* _The problem_:
Return every one of the rows below word for word, but leave the pictures out.

--- start Provided information ---

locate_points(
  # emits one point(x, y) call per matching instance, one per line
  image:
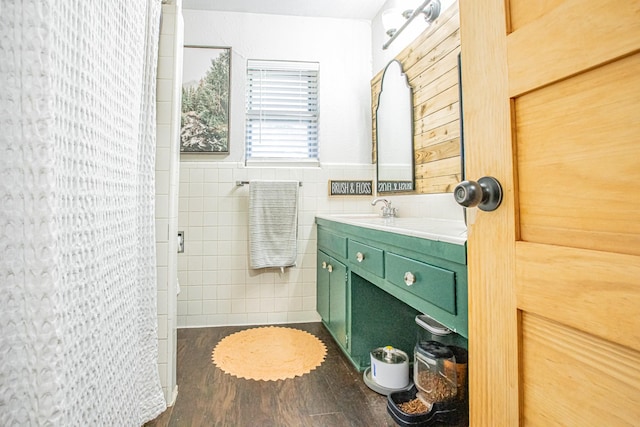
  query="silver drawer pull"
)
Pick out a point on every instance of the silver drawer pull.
point(409, 278)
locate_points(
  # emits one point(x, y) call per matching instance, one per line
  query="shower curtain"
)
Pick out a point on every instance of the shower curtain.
point(78, 326)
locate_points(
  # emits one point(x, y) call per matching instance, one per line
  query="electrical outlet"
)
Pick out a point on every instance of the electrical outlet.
point(180, 242)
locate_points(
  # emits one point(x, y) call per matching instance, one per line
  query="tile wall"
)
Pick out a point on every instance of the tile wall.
point(216, 285)
point(167, 166)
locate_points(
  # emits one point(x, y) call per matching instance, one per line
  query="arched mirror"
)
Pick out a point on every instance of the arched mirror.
point(394, 132)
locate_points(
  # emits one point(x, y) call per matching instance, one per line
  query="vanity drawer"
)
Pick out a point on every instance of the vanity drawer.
point(367, 257)
point(332, 242)
point(433, 284)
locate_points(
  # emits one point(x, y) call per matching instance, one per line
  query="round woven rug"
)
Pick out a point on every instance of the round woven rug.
point(269, 353)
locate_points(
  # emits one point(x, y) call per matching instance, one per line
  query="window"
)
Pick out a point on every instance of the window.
point(282, 111)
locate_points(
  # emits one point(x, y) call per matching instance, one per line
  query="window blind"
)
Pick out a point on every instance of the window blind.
point(282, 110)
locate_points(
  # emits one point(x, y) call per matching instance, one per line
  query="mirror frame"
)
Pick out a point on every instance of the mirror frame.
point(395, 186)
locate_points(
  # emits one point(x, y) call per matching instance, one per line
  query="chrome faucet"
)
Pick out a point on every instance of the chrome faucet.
point(387, 210)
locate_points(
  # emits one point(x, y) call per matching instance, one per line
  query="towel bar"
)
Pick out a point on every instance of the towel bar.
point(241, 183)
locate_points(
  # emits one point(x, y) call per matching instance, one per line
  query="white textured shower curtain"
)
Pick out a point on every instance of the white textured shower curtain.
point(78, 340)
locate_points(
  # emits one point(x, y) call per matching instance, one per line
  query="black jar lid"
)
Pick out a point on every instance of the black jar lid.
point(434, 350)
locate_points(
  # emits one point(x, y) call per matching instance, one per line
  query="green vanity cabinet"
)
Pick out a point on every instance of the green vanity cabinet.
point(331, 286)
point(372, 283)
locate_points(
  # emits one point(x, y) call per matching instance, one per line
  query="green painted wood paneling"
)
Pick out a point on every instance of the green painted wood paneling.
point(433, 284)
point(373, 258)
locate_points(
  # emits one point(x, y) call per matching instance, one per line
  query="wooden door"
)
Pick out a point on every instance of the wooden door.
point(551, 96)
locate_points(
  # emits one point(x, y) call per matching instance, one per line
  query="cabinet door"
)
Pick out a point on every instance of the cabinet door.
point(322, 286)
point(338, 301)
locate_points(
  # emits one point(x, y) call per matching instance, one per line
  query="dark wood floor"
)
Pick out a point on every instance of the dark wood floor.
point(333, 394)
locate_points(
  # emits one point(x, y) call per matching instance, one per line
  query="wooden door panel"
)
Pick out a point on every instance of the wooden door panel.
point(574, 36)
point(571, 379)
point(593, 291)
point(569, 192)
point(551, 95)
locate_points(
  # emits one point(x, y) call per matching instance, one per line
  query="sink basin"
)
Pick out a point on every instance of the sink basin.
point(428, 228)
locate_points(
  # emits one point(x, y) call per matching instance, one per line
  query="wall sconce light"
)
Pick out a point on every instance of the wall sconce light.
point(395, 19)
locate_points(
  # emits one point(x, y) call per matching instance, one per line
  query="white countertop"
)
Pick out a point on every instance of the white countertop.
point(441, 230)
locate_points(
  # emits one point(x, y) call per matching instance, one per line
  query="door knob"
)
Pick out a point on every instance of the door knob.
point(486, 194)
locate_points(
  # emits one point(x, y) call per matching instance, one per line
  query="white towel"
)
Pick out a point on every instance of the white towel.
point(273, 223)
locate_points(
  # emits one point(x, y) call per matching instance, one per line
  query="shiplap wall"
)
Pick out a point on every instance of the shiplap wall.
point(431, 65)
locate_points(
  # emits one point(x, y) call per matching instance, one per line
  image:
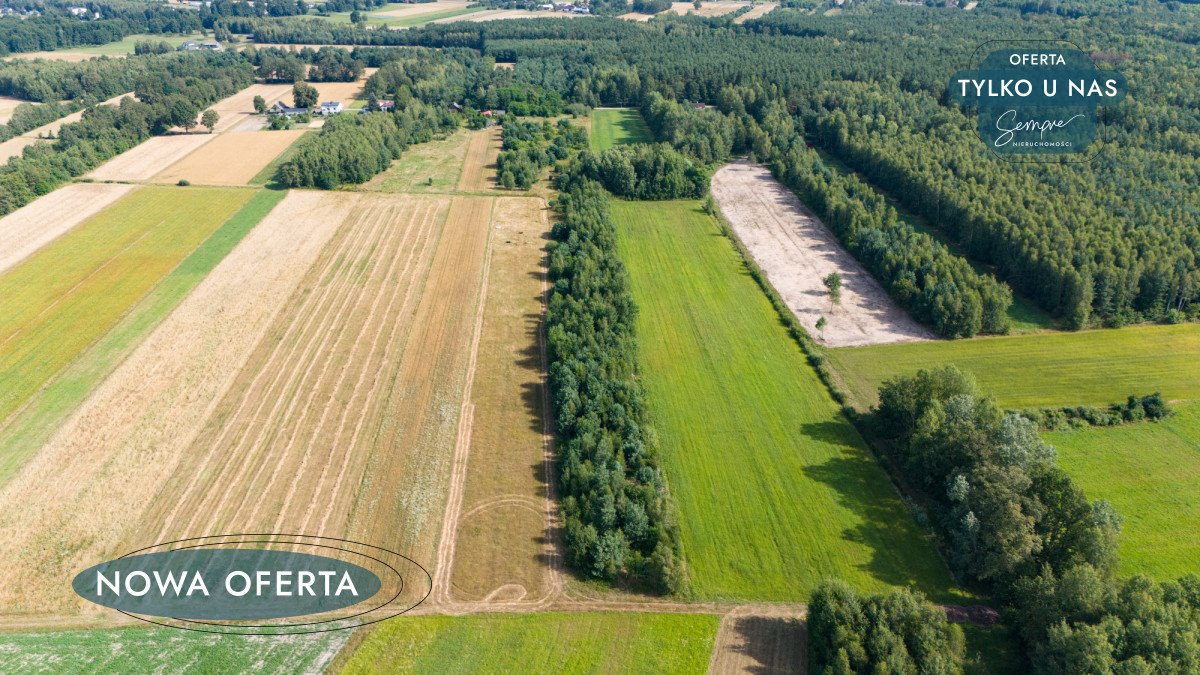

--- end Provided information ---

* _Solution to the problem_:
locate_points(
  # emits one point(x, y) call per matching instance, one per line
  image:
  query="silver drawer pull"
)
Pick out a point on every instance of the silver drawer pull.
point(409, 278)
locate_points(
  # emits one point(x, y) call per matching instance, one per line
  query="shower curtain"
)
Pick out a point on every instance of the shower curtain.
point(78, 326)
locate_points(
  # emits one point(x, y) call per matching instance, one per line
  query="electrical outlet"
)
Pick out a point on every instance of the electrical outlet.
point(180, 242)
locate_points(
  # emits one point(x, y) call per matching instance, one per line
  query="tile wall"
)
Pick out a point on every instance of the tile wall.
point(216, 285)
point(167, 166)
locate_points(
  # emits one point(x, y) call per matching instance, one per line
  query="arched mirror"
)
Pick out a point on every instance of the arched mirror.
point(394, 132)
locate_points(
  # emits one point(x, y) call per matching instance, one per line
  query="vanity drawer"
)
Pick out a point on every instance of the vanity drawer.
point(367, 257)
point(332, 242)
point(433, 284)
locate_points(
  # emits one point(x, y) call per matching instance, one per line
  query="round woven rug"
)
Pick out a point on every instance of the round woven rug.
point(269, 353)
locate_points(
  # emits one point(x, y) call per matching instance, one per line
  query="window"
)
Pick out a point on every instance of the window.
point(282, 111)
locate_points(
  # emits one point(x, y) call per matching instance, one per line
  query="window blind"
)
Pick out a point on every instance of the window blind.
point(282, 110)
locate_points(
  # emits one point(x, y) call per matching instance, one per line
  query="mirror frame"
)
Pick out a point on every instance of the mirror frame.
point(395, 186)
locate_points(
  # emits one point(x, y) call per matching instance, one per line
  query="chrome faucet"
)
Pick out a point on every instance of the chrome faucet.
point(387, 210)
locate_points(
  # emits one point(x, y) call per matching instance, one per line
  query="towel bar"
)
Pick out a point on every instance of the towel bar.
point(241, 183)
locate_points(
  # emits one point(x, y) call per matching instance, one per line
  query="white textured shower curtain"
)
Pick out a point on every instance of the white textured shower curtain.
point(78, 340)
locate_points(
  # emits one point(x, y) call per matching instance, one per line
  query="black jar lid"
)
Pick out a point on every instance of the black jar lid.
point(434, 350)
locate_points(
  # emits one point(x, y) call per matching instance, one per line
  query="green vanity cabinet"
)
Pick out a point on every instance of the green vanity cabinet.
point(331, 286)
point(372, 283)
locate_points(
  # emits one point(x, y) call per matching instance, one per line
  query="green painted wood paneling"
)
Pick out a point on every instance of the green painted wood paneling.
point(433, 284)
point(373, 258)
locate_points(
  # emits one point(x, y) call per matching instance, one per line
  query="wooden door"
)
Pick out a point on every instance of the wooden door.
point(551, 96)
locate_points(
  # emits one point(x, y) call per matching instance, one per line
  query="cabinet door"
)
Pick out a point on every instance of the cabinet door.
point(322, 286)
point(338, 301)
locate_points(
  # emits one point(x, y) call per matching instance, one per line
  query="dark wood floor"
)
Pick out a point on every instance of the dark wood floor.
point(333, 394)
locate_points(
  # emits one point(x, y) call per matching instance, one per line
  query="wooden door panel"
)
Pick out a point on every instance of the wooden door panel.
point(574, 36)
point(571, 379)
point(593, 291)
point(569, 192)
point(551, 95)
locate_points(
  # emits one point(x, y) call per matching instance, one per line
  query="sink basin"
)
Pick out a point on every instance of the sink basin.
point(428, 228)
locate_points(
  # emits one point(x, y) call per matching instance, one per line
  query="wall sconce light"
)
Pick out a point on every instance of the wall sconce light.
point(395, 19)
locate_points(
  # emits one point(x, y) call per matching instance, one per line
  query="white countertop"
)
Pick out a point on every instance of the white countertop.
point(441, 230)
locate_points(
  # emits one point(x, y) call per matching instance, one per line
  query="door knob"
)
Pick out a point on every instance of the door knob.
point(486, 194)
locate_points(
  # emits one point(x, y) call per matching instance, one per line
  query="white towel"
)
Pick out a point on every instance of the white towel.
point(273, 223)
locate_points(
  # emits one point(x, y) call per matching instance, one per line
  query="shiplap wall"
)
Pick out a point on every instance of the shiplap wall.
point(431, 65)
locate_points(
  # emits one point(x, y) call per matching instance, one per line
  image:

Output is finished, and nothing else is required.